**RECORD SET**
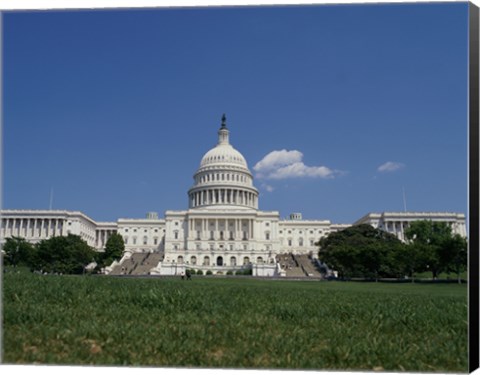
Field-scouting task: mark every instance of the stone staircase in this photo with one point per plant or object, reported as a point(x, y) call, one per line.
point(307, 265)
point(150, 261)
point(137, 264)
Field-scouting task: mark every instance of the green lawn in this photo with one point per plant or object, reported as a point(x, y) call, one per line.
point(234, 322)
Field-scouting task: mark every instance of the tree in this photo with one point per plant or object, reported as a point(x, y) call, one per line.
point(454, 255)
point(427, 240)
point(361, 251)
point(18, 252)
point(61, 254)
point(114, 249)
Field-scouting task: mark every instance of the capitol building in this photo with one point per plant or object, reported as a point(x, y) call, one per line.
point(222, 230)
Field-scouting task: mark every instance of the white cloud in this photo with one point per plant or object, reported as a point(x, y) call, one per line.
point(267, 187)
point(284, 164)
point(390, 166)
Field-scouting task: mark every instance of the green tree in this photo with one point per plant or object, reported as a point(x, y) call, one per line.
point(61, 254)
point(454, 255)
point(361, 251)
point(427, 240)
point(18, 252)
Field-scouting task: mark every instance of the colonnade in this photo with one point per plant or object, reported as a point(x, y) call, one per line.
point(223, 229)
point(223, 196)
point(32, 227)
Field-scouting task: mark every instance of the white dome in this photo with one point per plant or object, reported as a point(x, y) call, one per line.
point(223, 179)
point(223, 154)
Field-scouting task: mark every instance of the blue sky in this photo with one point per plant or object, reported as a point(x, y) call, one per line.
point(339, 107)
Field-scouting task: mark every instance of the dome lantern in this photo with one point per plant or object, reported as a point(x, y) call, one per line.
point(223, 132)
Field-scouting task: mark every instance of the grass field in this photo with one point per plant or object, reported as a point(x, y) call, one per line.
point(234, 323)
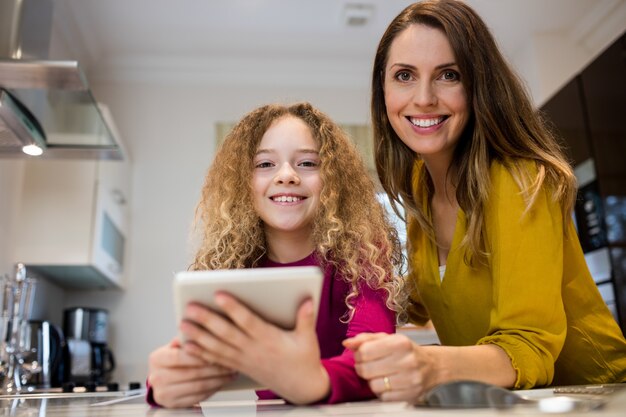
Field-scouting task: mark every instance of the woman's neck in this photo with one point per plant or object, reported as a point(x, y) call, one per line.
point(286, 247)
point(442, 177)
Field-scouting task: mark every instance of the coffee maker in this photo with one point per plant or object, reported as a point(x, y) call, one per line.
point(89, 360)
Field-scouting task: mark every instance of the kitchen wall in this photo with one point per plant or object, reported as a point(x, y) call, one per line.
point(170, 134)
point(169, 131)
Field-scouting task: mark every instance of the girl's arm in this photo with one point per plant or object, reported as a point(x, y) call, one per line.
point(287, 362)
point(177, 379)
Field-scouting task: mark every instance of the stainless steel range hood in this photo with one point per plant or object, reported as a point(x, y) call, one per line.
point(45, 102)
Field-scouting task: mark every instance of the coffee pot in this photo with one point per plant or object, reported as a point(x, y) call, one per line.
point(89, 357)
point(42, 353)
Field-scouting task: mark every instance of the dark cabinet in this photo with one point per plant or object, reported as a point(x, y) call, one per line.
point(589, 114)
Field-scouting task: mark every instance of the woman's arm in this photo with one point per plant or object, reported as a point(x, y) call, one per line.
point(411, 369)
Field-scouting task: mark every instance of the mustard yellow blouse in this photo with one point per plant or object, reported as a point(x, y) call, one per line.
point(535, 299)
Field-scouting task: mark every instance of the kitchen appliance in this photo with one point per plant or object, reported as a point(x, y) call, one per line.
point(40, 91)
point(45, 343)
point(89, 358)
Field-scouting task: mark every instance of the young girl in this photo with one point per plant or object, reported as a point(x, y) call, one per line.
point(494, 257)
point(286, 188)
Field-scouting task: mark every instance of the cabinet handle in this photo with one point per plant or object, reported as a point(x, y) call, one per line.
point(118, 197)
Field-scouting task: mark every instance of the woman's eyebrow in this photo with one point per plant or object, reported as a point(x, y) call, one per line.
point(440, 66)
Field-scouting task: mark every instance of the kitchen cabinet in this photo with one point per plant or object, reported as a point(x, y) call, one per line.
point(588, 114)
point(73, 221)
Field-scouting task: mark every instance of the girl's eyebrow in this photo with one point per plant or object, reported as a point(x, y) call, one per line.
point(303, 150)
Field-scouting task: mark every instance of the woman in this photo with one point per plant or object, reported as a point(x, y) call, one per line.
point(287, 188)
point(494, 259)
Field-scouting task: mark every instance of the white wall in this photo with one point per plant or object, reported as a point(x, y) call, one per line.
point(11, 173)
point(169, 132)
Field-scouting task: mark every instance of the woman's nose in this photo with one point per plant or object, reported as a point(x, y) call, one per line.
point(424, 94)
point(287, 175)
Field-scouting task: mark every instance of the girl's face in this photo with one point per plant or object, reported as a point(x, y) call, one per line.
point(286, 183)
point(425, 99)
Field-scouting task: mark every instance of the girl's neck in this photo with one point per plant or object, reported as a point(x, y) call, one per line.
point(288, 247)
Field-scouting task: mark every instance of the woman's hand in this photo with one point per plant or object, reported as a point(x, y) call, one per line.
point(179, 379)
point(287, 362)
point(396, 368)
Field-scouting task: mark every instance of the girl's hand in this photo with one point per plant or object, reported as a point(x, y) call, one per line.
point(285, 361)
point(179, 379)
point(396, 368)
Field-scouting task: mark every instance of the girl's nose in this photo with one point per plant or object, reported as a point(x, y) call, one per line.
point(287, 175)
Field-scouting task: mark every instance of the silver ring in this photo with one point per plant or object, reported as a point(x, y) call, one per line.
point(387, 384)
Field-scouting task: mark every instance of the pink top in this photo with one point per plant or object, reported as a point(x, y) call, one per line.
point(370, 315)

**EXERCISE BRIEF**
Rewrite all of the data above, substituting "Annotation task" for every occurrence of "Field-scouting task" and leaving everything else unchanged, and omit the pictures from your answer.

**TASK OUTPUT**
Annotation task: mark every instance of the stone staircase in this photo with one point per plant or object, reported as a point(x, y) call, one per line.
point(307, 265)
point(150, 261)
point(137, 264)
Annotation task: mark every instance of the green lawn in this photo with one point per plant or object, reported as a point(x, y) call, one per line.
point(234, 322)
Annotation task: mark every instance of the tree in this photo with one point per plant or object, reported as a point(x, y) call, one per line.
point(454, 255)
point(427, 240)
point(361, 251)
point(18, 252)
point(61, 254)
point(114, 249)
Annotation task: mark every instance of the capitol building in this photo with one point per plant or object, reported as a point(x, y) call, one per line.
point(222, 230)
Annotation task: mark every instance of the white cloud in this photo with one point per plant or object, reported as a point(x, y) call, one per line.
point(267, 187)
point(284, 164)
point(390, 166)
Annotation task: mark every instance of the green tree in this photo with one point per plant or object, reported as a point(x, y) call, one per line.
point(61, 254)
point(454, 255)
point(361, 251)
point(427, 240)
point(18, 252)
Annotation task: mark every instance of the colonnade in this photo with one point per plant or object, reported as a point(x, y) call, one per line.
point(223, 229)
point(223, 196)
point(32, 227)
Annotation task: mark every instance of the white dome in this photo with one point per plant or object, reported as a point(x, y) call, one per line.
point(223, 179)
point(223, 154)
Annotation task: mark every instance of the blue sky in this photo with one point per plant or object, reported as a point(x, y) call, one per line.
point(339, 107)
Annotation task: mark every instance of the dome lantern in this photo with one point per plant or object, reported as a point(x, y) call, one per line.
point(223, 132)
Annotation task: mark every instance of the grass field in this photo with one point per plant or object, reported as a point(x, y) call, one per line.
point(234, 323)
Annotation task: mark every instance of the woman's neck in this photo with one point per plant or object, reported as a point(x, y) call, one per line.
point(286, 247)
point(442, 177)
Annotation task: mark every instance of the coffee maker in this photo with one point per plant or object, reported as a point(x, y) call, one per line.
point(89, 360)
Annotation task: mark every instance of the kitchen wall in this photo with one point per plant or object, reported as a point(x, y) call, one per line.
point(170, 134)
point(169, 131)
Annotation task: mark every instance of the girl's arm in this photo with one point per plant or object, reported as a point(x, y) call, one per line.
point(287, 362)
point(177, 379)
Annotation task: mark every instance of the stainless steel range hood in this photo with one point per plant or object, reported as a point(x, y) call, one per line.
point(45, 102)
Annotation task: mark every instance of the coffee pot in this photo with one point per plant or object, reported as a point(x, y) call, one per line.
point(89, 357)
point(42, 353)
Annotation task: mark every instance of the dark cabinet in this photo with one point per plant or object, reported as a point(x, y) call, one per line.
point(589, 114)
Annotation task: mark every instance of the woman's arm in this photo with one point per plant or object, reported as a point(x, y) call, one per line.
point(411, 369)
Annotation task: mark every instance of the mustard yellow blouse in this photo with one point per plant or object, reported as a point(x, y) call, one per line.
point(535, 299)
Annotation task: mark every instance of the kitchen appliance in this photo with one point per plant or object, reported as a point(x, y) call, one per line.
point(40, 91)
point(45, 343)
point(89, 358)
Annotation task: mark every instance of the young girl in this photo with one point per plant or object, reported as a point(x, y) call, one per line.
point(494, 257)
point(286, 188)
Annotation task: mark every instance of the cabinet handle in this photo with one point per plant or object, reported as a point(x, y) call, one per line.
point(118, 197)
Annotation task: mark every instance of the woman's eyebrow in this photo with one point per plant or object, reported as a point(x, y) call, one per line.
point(440, 66)
Annotation task: mark every instance of the kitchen cabinet in this photo with one point per plant or object, reported as a point(x, y) call, one per line.
point(588, 114)
point(73, 221)
Annotation task: mark every instance of the girl's eyebrow in this photo with one point per plant or object, reported as a point(x, y) call, one per line.
point(303, 150)
Annotation task: mark every instance of the woman in this photo with one point per plant or object, reported as a point(x, y) call, one per line.
point(287, 188)
point(494, 259)
Annotation task: mark every instance of the white wall in this photo with one point per plant or object, reported as a point(x, y) call, one per line.
point(11, 173)
point(169, 132)
Annotation task: mark every instance of the woman's nose in this photo with one point per plant or object, reported as a point(x, y) call, one per line.
point(424, 94)
point(287, 175)
Annotation task: mark every instance of the girl's face in this photo with one point per plant or object, reported as a point(x, y) call, one per line.
point(286, 183)
point(425, 99)
Annotation task: mark every instance of the girl's neck in this photo with one point per plant or object, reported as a point(x, y) call, one per line.
point(288, 247)
Annotation task: mark every instance of the woman's hand in this photo with one point per plant or object, reported as a point(x, y) call, one per line.
point(179, 379)
point(287, 362)
point(396, 368)
Annotation task: mark every instance of the girl's hand in this photo with one point per plant or object, reported as a point(x, y) call, one per line.
point(285, 361)
point(179, 379)
point(396, 368)
Annotation task: mark every instance of the girl's nose in this photo with one point per plant or object, reported as a point(x, y) call, one per line.
point(287, 175)
Annotation task: mark every instance of the silver ring in this photo with one point per plant or object, reported as a point(x, y) call, one per line.
point(387, 384)
Annotation task: mark every instance of the pink top in this photo with one point per plant or object, reported as a point(x, y) call, one per line.
point(370, 315)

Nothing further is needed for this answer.